Object-pointing dataset rows:
* * * * * * *

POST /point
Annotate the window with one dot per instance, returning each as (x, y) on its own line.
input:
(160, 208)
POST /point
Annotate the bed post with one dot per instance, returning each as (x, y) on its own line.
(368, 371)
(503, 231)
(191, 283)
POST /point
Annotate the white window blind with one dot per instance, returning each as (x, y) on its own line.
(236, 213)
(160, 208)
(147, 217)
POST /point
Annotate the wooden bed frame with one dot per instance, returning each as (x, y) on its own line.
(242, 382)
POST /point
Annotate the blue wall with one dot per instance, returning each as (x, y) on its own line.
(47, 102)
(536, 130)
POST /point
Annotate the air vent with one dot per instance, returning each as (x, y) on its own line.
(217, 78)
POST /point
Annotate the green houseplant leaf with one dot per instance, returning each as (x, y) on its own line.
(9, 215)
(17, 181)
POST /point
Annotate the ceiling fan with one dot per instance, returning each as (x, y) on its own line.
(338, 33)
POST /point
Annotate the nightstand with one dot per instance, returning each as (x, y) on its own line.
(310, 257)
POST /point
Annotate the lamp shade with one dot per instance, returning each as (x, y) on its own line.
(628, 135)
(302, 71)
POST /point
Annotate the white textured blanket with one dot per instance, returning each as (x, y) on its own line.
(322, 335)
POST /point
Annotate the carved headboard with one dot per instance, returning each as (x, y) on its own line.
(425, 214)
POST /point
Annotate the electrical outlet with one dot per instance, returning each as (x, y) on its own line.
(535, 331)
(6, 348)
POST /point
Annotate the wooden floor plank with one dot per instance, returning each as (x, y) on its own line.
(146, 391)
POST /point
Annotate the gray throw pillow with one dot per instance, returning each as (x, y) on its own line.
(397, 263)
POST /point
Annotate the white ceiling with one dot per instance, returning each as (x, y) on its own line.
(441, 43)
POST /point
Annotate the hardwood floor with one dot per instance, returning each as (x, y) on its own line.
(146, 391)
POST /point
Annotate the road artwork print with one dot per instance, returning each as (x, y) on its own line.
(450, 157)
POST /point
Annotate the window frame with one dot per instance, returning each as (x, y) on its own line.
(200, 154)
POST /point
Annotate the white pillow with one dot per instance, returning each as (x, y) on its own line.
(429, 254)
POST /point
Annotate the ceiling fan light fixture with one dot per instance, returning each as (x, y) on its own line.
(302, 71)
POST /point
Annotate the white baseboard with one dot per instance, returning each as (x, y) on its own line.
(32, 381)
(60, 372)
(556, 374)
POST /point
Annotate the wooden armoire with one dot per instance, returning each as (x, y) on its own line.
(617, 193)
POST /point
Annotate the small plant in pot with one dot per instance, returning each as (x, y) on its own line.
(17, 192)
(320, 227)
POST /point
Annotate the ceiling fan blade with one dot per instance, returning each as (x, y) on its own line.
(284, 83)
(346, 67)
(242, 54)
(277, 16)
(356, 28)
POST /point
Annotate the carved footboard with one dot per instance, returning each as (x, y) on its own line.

* * * * * * *

_Set task:_ Tally the lines in the listing above that contain the word "white". Reply with the number alone.

_Solution:_ 5